- About this task: A verbatim copy of the records below, pictures omitted, is the task.

(Collected data)
*** Block opens ***

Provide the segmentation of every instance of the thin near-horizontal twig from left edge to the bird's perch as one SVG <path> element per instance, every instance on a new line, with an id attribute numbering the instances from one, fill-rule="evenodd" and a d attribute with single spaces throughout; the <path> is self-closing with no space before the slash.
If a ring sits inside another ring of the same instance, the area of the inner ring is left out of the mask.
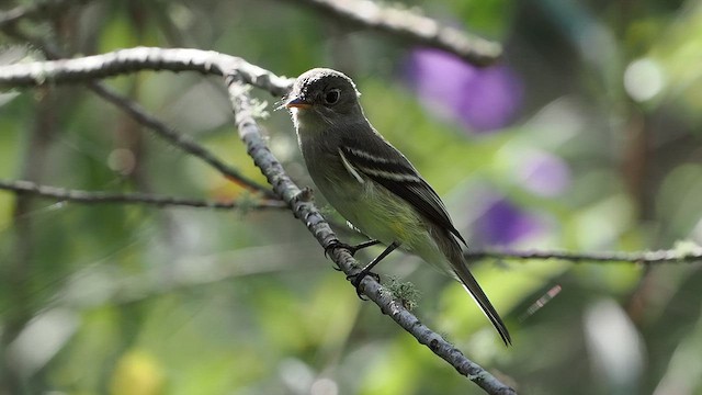
<path id="1" fill-rule="evenodd" d="M 264 208 L 285 208 L 286 205 L 280 201 L 257 200 L 239 201 L 239 202 L 212 202 L 197 199 L 183 199 L 172 196 L 159 196 L 146 193 L 110 193 L 110 192 L 90 192 L 81 190 L 70 190 L 65 188 L 55 188 L 41 185 L 31 181 L 5 181 L 0 180 L 0 190 L 12 191 L 14 193 L 34 194 L 42 198 L 54 199 L 58 201 L 78 202 L 84 204 L 101 203 L 118 203 L 118 204 L 146 204 L 158 207 L 205 207 L 205 208 L 245 208 L 245 210 L 264 210 Z"/>

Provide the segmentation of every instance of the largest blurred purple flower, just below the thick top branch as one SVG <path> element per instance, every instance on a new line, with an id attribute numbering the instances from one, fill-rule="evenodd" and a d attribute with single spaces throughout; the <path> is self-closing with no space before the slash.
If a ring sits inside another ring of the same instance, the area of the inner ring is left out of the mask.
<path id="1" fill-rule="evenodd" d="M 506 126 L 522 101 L 522 83 L 507 66 L 477 68 L 439 49 L 416 49 L 406 76 L 430 111 L 476 132 Z"/>

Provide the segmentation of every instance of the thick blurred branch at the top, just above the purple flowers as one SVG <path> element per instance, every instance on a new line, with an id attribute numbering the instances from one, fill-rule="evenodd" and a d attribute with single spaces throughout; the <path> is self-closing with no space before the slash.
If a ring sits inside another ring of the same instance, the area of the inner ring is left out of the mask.
<path id="1" fill-rule="evenodd" d="M 406 42 L 455 54 L 475 66 L 499 60 L 499 44 L 445 26 L 408 10 L 377 5 L 370 0 L 288 0 L 363 29 L 373 29 Z"/>

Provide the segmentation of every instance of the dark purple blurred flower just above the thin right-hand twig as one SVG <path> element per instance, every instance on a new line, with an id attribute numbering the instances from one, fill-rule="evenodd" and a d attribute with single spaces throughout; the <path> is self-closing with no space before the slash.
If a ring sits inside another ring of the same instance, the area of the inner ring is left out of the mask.
<path id="1" fill-rule="evenodd" d="M 503 198 L 490 198 L 475 224 L 474 239 L 488 246 L 509 246 L 544 230 L 534 215 Z"/>

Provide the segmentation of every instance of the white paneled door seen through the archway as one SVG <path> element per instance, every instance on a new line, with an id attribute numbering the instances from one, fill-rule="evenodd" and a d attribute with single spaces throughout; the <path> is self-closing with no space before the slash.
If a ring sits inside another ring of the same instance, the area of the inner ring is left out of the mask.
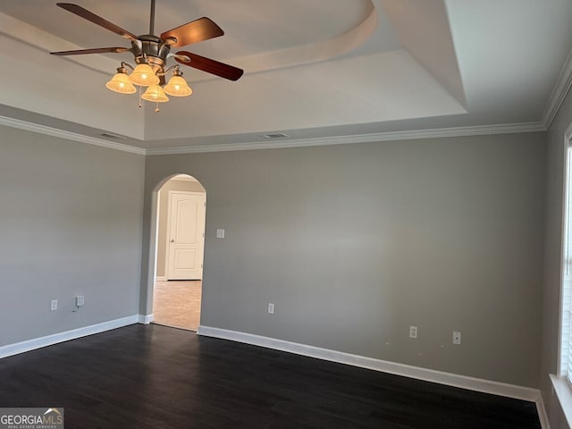
<path id="1" fill-rule="evenodd" d="M 206 194 L 169 192 L 168 280 L 201 280 L 205 247 Z"/>

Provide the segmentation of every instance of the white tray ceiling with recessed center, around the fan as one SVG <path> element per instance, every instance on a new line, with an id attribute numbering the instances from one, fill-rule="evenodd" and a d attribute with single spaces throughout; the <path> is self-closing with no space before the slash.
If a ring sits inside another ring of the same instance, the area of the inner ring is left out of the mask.
<path id="1" fill-rule="evenodd" d="M 74 1 L 148 32 L 150 1 Z M 55 2 L 0 2 L 0 123 L 112 133 L 147 153 L 543 130 L 571 79 L 570 0 L 156 0 L 155 33 L 201 16 L 225 35 L 182 49 L 245 74 L 184 67 L 193 95 L 155 113 L 105 89 L 130 53 L 48 55 L 129 41 Z M 275 132 L 289 137 L 261 137 Z"/>

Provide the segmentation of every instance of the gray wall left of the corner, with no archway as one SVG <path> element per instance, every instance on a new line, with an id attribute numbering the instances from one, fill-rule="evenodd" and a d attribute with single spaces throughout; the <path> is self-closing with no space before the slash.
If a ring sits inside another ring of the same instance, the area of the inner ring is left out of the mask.
<path id="1" fill-rule="evenodd" d="M 137 315 L 144 157 L 0 133 L 0 346 Z"/>

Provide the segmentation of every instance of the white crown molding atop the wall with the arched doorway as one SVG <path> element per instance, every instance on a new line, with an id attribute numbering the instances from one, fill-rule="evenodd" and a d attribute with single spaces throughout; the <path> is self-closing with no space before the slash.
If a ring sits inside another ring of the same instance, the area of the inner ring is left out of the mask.
<path id="1" fill-rule="evenodd" d="M 439 139 L 446 137 L 483 136 L 490 134 L 514 134 L 521 132 L 546 131 L 542 122 L 507 123 L 499 125 L 478 125 L 474 127 L 441 128 L 434 130 L 408 130 L 358 134 L 354 136 L 321 137 L 315 139 L 284 139 L 280 141 L 254 141 L 248 143 L 229 143 L 222 145 L 200 145 L 187 147 L 151 148 L 145 151 L 147 156 L 184 155 L 207 152 L 230 152 L 235 150 L 282 149 L 288 147 L 315 147 L 348 145 L 355 143 L 374 143 L 391 140 Z"/>

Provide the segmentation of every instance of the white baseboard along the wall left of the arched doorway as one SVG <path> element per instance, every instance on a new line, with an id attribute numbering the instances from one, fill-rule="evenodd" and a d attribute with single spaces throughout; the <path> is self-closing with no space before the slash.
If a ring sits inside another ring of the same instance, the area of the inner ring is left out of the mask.
<path id="1" fill-rule="evenodd" d="M 42 347 L 51 346 L 58 342 L 75 340 L 77 338 L 93 335 L 94 333 L 110 331 L 112 329 L 121 328 L 130 324 L 137 324 L 139 315 L 130 315 L 121 319 L 110 320 L 101 324 L 92 324 L 71 331 L 58 332 L 45 337 L 34 338 L 28 341 L 21 341 L 15 344 L 8 344 L 0 347 L 0 358 L 17 355 L 26 351 L 41 349 Z"/>

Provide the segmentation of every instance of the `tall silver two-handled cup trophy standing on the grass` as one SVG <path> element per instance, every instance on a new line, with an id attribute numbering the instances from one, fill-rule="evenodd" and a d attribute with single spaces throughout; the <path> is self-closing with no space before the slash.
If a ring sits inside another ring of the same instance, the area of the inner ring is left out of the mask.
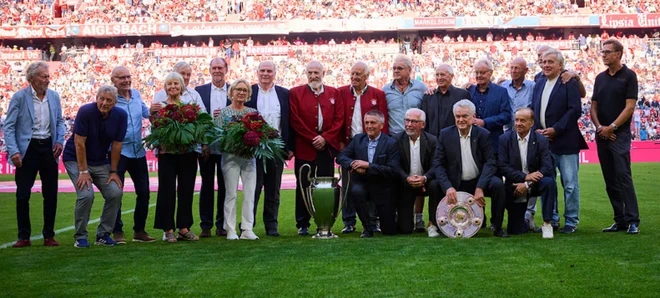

*** Block closes ***

- Solution to this problem:
Provide the segmentation of every instance of the thin near-horizontal twig from left edge to the bird's perch as one SVG <path> element per instance, every instance on a new line, with an id attribute numbering the instances from one, fill-rule="evenodd" and a d attribute with single spaces throughout; the <path> is self-closing with no space before the slash.
If a ring sits inside another ring of the same instance, the area of the inner ring is left out of the mask.
<path id="1" fill-rule="evenodd" d="M 264 208 L 285 208 L 286 205 L 280 201 L 257 200 L 239 201 L 239 202 L 212 202 L 197 199 L 183 199 L 172 196 L 159 196 L 146 193 L 110 193 L 110 192 L 90 192 L 81 190 L 70 190 L 65 188 L 55 188 L 41 185 L 31 181 L 5 181 L 0 180 L 0 190 L 12 191 L 14 193 L 34 194 L 42 198 L 54 199 L 58 201 L 78 202 L 84 204 L 101 203 L 118 203 L 118 204 L 146 204 L 158 207 L 205 207 L 205 208 L 245 208 L 245 210 L 264 210 Z"/>

Provide the segmentation of every instance of the largest blurred purple flower, just below the thick top branch as one SVG <path> element per instance, every instance on a new line, with an id attribute numbering the instances from one, fill-rule="evenodd" and a d attribute with single spaces throughout; the <path> is self-closing with no space before the slash.
If a ring sits inside another ring of the same instance, the area of the inner ring is left out of the mask.
<path id="1" fill-rule="evenodd" d="M 506 126 L 522 101 L 522 83 L 507 66 L 477 68 L 439 49 L 416 49 L 406 76 L 430 111 L 476 132 Z"/>

Provide the segmentation of every instance of the thick blurred branch at the top, just above the purple flowers as one SVG <path> element per instance, every instance on a new line, with an id attribute numbering the instances from one, fill-rule="evenodd" and a d attribute with single spaces throughout; the <path> is self-closing with no space before the slash.
If a ring sits inside another ring of the same instance, the area of the inner ring is left out of the mask.
<path id="1" fill-rule="evenodd" d="M 406 42 L 455 54 L 475 66 L 499 60 L 499 44 L 445 26 L 408 10 L 377 5 L 370 0 L 288 0 L 363 29 L 373 29 Z"/>

Provide the segmentation of every instance of the dark purple blurred flower just above the thin right-hand twig as one SVG <path> element per instance, every instance on a new line, with an id attribute numbering the instances from one, fill-rule="evenodd" and a d attribute with single spaces throughout; the <path> is self-closing with no space before the slash.
If a ring sits inside another ring of the same instance, the area of the inner ring is left out of the mask.
<path id="1" fill-rule="evenodd" d="M 503 198 L 490 198 L 475 224 L 474 239 L 488 246 L 509 246 L 544 230 L 534 215 Z"/>

Provide the segmentation of every instance of the white paneled door seen through the archway as one SVG <path> element per instance, every instance on a new line, with an id attribute numbering the instances from one, fill-rule="evenodd" and a d attribute with single spaces throughout; the <path> is self-closing with no space before the slash.
If a ring sits inside another ring of the same instance, the area of the inner ring is left out of the mask.
<path id="1" fill-rule="evenodd" d="M 206 194 L 169 192 L 168 280 L 201 280 L 205 247 Z"/>

Provide the segmentation of every instance of the white tray ceiling with recessed center, around the fan as one SVG <path> element per instance, every instance on a new line, with an id attribute numbering the instances from one, fill-rule="evenodd" and a d attribute with single spaces throughout; the <path> is self-closing with no space before the slash.
If a ring sits inside another ring of the same instance, the area of the inner ring is left out of the mask.
<path id="1" fill-rule="evenodd" d="M 74 1 L 148 32 L 150 1 Z M 55 2 L 0 2 L 0 123 L 112 133 L 147 153 L 543 130 L 571 79 L 570 0 L 156 0 L 155 33 L 201 16 L 225 35 L 182 49 L 245 74 L 184 67 L 193 95 L 155 113 L 105 89 L 130 53 L 48 55 L 129 41 Z M 275 132 L 289 137 L 261 137 Z"/>

Provide the segmentation of every instance of the gray wall left of the corner, with no archway as one SVG <path> element per instance, every instance on a new line, with an id attribute numbering the instances from one, fill-rule="evenodd" and a d attribute with single spaces throughout; the <path> is self-closing with no space before the slash.
If a ring sits inside another ring of the same instance, the area of the inner ring is left out of the mask.
<path id="1" fill-rule="evenodd" d="M 137 315 L 144 157 L 0 133 L 0 346 Z"/>

Provide the segmentation of every instance of the white crown molding atop the wall with the arched doorway as one SVG <path> element per instance, every instance on a new line, with an id attribute numbering the instances from one, fill-rule="evenodd" and a d attribute with single spaces throughout; the <path> is self-closing with no space before the slash.
If a ring sits inside another ring of the same instance, the area of the inner ring is left out of the mask.
<path id="1" fill-rule="evenodd" d="M 439 139 L 446 137 L 483 136 L 490 134 L 514 134 L 521 132 L 546 131 L 542 122 L 507 123 L 499 125 L 478 125 L 474 127 L 441 128 L 434 130 L 408 130 L 358 134 L 354 136 L 321 137 L 315 139 L 284 139 L 280 141 L 254 141 L 248 143 L 229 143 L 222 145 L 200 145 L 187 147 L 151 148 L 145 151 L 147 156 L 184 155 L 207 152 L 230 152 L 235 150 L 282 149 L 288 147 L 315 147 L 348 145 L 355 143 L 374 143 L 391 140 Z"/>

Provide the segmentation of every instance of the white baseboard along the wall left of the arched doorway as one SVG <path> element per instance, every instance on a new line, with an id attribute numbering the instances from one, fill-rule="evenodd" and a d attribute with single spaces throughout; the <path> is self-closing with no space before the slash.
If a ring sits inside another ring of the same instance, the area of the inner ring is left out of the mask.
<path id="1" fill-rule="evenodd" d="M 42 347 L 51 346 L 58 342 L 75 340 L 77 338 L 93 335 L 94 333 L 110 331 L 112 329 L 121 328 L 130 324 L 137 324 L 139 315 L 130 315 L 121 319 L 110 320 L 101 324 L 92 324 L 71 331 L 58 332 L 45 337 L 34 338 L 28 341 L 21 341 L 15 344 L 8 344 L 0 347 L 0 358 L 17 355 L 26 351 L 41 349 Z"/>

Provide the segmentation of every instance of the `tall silver two-handled cup trophy standing on the grass` as one SVG <path> element per instance, every instance on a new line, with an id attribute numbering the instances from one, fill-rule="evenodd" and a d attribute with single spaces throughout; the <path> is self-closing with no space before the slash.
If a ring sits inside another ring of the same instance, the area of the inner ring is left out of the mask.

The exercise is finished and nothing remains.